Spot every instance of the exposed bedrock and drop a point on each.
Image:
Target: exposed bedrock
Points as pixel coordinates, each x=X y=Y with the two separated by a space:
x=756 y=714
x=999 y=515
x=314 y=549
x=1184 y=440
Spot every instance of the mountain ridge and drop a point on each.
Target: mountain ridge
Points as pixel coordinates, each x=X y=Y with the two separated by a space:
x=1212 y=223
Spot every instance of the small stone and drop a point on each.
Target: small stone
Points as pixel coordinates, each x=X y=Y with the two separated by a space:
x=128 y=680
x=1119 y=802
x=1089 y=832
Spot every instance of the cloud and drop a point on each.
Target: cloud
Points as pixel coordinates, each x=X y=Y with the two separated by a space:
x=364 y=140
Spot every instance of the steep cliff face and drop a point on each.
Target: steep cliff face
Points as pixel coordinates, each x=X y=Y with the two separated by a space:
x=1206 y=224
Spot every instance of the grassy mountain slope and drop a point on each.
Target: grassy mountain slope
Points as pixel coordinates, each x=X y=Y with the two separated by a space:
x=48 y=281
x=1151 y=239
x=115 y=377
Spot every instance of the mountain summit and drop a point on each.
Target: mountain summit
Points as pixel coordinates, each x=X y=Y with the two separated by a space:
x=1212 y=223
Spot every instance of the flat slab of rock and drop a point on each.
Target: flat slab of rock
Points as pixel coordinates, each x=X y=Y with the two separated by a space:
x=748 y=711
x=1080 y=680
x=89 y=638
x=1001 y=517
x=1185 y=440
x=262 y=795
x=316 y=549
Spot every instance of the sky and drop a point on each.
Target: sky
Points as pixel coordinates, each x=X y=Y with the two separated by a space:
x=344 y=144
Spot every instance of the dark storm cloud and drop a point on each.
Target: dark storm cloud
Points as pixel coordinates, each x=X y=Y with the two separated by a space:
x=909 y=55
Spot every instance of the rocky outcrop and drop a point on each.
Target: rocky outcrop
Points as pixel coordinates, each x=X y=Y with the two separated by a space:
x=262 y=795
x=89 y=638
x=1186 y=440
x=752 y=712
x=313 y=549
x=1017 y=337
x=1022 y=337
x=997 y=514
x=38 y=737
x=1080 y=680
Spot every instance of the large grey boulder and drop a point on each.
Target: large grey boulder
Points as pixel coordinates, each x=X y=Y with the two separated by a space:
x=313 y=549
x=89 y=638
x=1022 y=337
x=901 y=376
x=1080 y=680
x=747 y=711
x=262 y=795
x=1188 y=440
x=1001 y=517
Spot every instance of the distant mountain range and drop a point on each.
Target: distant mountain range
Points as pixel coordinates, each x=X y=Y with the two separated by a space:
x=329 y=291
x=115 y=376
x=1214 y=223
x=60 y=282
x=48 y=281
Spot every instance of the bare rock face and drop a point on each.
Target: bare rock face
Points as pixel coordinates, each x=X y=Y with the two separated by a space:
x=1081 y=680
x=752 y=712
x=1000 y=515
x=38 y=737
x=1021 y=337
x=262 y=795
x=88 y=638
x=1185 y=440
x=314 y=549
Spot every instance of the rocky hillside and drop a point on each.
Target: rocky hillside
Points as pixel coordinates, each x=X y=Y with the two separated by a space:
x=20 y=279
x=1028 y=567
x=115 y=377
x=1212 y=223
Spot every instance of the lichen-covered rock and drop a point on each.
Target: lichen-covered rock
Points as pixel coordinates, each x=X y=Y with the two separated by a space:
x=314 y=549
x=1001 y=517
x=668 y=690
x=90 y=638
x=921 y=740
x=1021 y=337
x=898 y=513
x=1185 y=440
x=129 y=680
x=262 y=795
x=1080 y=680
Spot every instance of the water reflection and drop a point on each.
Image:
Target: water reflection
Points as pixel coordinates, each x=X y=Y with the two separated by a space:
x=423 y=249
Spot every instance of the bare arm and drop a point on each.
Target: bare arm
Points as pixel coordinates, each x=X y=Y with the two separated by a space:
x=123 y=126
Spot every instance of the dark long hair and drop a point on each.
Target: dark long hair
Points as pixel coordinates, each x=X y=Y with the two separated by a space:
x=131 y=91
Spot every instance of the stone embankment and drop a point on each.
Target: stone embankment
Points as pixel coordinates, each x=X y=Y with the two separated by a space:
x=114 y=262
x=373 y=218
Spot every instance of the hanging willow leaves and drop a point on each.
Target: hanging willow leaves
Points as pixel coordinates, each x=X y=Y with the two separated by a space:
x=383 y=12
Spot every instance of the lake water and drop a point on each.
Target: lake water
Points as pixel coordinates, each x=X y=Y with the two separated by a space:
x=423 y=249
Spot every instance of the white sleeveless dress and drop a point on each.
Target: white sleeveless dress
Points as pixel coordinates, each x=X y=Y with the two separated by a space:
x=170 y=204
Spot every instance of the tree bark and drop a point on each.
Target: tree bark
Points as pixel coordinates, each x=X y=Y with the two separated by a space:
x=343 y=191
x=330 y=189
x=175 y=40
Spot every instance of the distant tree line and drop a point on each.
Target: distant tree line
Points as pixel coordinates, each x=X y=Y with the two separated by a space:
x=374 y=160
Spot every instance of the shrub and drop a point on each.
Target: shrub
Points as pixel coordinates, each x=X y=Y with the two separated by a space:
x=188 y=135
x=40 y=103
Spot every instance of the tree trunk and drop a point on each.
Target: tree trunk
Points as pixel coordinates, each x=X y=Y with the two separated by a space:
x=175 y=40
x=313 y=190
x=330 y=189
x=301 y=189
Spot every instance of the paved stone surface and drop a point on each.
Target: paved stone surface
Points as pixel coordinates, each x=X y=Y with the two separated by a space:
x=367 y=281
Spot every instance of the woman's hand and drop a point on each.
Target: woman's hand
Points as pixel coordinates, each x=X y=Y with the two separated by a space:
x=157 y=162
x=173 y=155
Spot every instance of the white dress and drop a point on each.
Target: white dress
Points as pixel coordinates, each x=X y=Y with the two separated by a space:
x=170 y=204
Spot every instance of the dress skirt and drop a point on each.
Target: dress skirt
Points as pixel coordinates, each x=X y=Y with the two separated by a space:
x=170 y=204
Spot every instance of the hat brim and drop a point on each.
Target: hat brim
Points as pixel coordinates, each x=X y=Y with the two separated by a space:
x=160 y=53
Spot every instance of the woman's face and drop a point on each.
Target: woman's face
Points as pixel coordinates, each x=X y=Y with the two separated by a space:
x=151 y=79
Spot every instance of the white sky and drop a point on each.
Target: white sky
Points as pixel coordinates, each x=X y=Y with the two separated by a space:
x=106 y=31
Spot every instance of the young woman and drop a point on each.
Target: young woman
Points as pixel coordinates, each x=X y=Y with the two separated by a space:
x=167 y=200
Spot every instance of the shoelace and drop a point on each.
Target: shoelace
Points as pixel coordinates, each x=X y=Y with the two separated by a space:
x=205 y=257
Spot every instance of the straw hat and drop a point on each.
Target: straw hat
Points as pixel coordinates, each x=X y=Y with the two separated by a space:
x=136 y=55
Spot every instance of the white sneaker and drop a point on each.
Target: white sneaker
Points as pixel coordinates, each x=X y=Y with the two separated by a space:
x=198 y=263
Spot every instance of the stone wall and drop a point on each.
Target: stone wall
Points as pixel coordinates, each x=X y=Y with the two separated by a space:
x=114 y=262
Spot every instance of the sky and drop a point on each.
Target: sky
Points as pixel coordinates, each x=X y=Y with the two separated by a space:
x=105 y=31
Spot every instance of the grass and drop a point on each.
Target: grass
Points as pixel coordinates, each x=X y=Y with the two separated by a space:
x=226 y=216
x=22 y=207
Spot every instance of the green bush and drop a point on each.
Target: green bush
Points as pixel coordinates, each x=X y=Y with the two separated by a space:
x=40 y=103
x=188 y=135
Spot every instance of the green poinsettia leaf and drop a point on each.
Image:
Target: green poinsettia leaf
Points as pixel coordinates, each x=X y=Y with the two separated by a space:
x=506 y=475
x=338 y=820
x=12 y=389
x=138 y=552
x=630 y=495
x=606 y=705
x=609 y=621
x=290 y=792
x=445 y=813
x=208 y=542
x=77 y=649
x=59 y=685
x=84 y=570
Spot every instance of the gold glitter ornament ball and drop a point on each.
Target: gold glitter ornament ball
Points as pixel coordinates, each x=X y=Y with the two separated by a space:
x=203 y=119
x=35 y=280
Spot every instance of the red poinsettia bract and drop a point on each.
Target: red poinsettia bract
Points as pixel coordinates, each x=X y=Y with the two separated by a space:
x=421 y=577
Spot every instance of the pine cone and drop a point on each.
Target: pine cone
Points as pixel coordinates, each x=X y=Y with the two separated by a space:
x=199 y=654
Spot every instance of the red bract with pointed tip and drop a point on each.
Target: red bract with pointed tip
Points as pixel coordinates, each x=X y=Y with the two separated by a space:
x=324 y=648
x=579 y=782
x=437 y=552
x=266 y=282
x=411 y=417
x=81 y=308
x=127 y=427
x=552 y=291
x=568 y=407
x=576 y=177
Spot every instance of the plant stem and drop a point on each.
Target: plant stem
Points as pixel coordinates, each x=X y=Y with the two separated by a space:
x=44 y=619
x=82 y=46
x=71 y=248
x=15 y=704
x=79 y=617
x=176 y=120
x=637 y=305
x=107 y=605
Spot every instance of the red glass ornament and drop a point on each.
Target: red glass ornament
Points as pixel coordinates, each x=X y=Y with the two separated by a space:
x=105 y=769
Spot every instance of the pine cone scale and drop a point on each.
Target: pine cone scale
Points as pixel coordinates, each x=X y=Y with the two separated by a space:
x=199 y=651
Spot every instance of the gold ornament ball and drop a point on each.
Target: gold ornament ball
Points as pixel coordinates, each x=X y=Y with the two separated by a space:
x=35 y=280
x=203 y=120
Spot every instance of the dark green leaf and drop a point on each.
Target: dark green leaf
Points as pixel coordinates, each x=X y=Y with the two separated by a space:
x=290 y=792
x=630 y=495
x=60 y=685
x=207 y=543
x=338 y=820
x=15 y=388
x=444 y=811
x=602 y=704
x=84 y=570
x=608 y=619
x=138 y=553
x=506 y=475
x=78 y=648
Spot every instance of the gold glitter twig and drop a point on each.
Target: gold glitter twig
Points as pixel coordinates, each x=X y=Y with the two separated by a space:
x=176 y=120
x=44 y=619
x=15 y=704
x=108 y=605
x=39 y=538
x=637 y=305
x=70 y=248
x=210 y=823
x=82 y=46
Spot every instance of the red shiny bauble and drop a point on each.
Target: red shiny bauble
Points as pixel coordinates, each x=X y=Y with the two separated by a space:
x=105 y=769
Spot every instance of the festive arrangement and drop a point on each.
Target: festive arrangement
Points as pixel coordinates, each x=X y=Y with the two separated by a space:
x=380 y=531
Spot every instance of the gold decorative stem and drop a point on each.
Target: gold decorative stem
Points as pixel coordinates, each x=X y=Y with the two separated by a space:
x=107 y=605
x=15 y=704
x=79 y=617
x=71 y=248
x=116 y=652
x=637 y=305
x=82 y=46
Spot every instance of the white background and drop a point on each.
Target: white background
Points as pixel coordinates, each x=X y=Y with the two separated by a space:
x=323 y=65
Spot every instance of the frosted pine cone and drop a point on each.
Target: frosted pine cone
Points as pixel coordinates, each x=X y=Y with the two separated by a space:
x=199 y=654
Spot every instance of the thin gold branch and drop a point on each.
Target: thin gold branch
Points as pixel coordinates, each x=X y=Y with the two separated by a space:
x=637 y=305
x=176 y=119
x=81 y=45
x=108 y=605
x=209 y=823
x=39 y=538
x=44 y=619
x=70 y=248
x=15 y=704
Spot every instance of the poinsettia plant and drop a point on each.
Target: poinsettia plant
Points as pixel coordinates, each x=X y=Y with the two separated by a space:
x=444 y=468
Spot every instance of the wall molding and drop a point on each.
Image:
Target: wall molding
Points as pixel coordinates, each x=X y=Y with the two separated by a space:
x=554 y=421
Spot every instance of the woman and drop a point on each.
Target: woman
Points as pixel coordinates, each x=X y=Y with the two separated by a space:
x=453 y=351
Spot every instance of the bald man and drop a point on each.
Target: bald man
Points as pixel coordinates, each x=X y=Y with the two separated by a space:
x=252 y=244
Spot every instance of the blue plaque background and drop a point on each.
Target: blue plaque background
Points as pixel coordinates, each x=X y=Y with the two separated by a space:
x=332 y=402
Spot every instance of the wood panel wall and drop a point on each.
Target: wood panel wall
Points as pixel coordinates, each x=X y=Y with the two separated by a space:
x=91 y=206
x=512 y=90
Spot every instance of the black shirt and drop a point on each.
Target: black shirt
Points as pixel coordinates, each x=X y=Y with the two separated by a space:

━━━━━━━━━━

Rewrite every line of the material from its first line through the line containing "x=1184 y=440", both included, and raise each x and y coordinate value by 4.

▸ COMPLETE ANSWER
Spot every instance of the exposed bedrock and drop a point on each.
Image:
Target: exposed bedrock
Points as pixel coordinates, each x=X y=Y with the two separated by a space:
x=760 y=718
x=1003 y=519
x=318 y=553
x=1188 y=444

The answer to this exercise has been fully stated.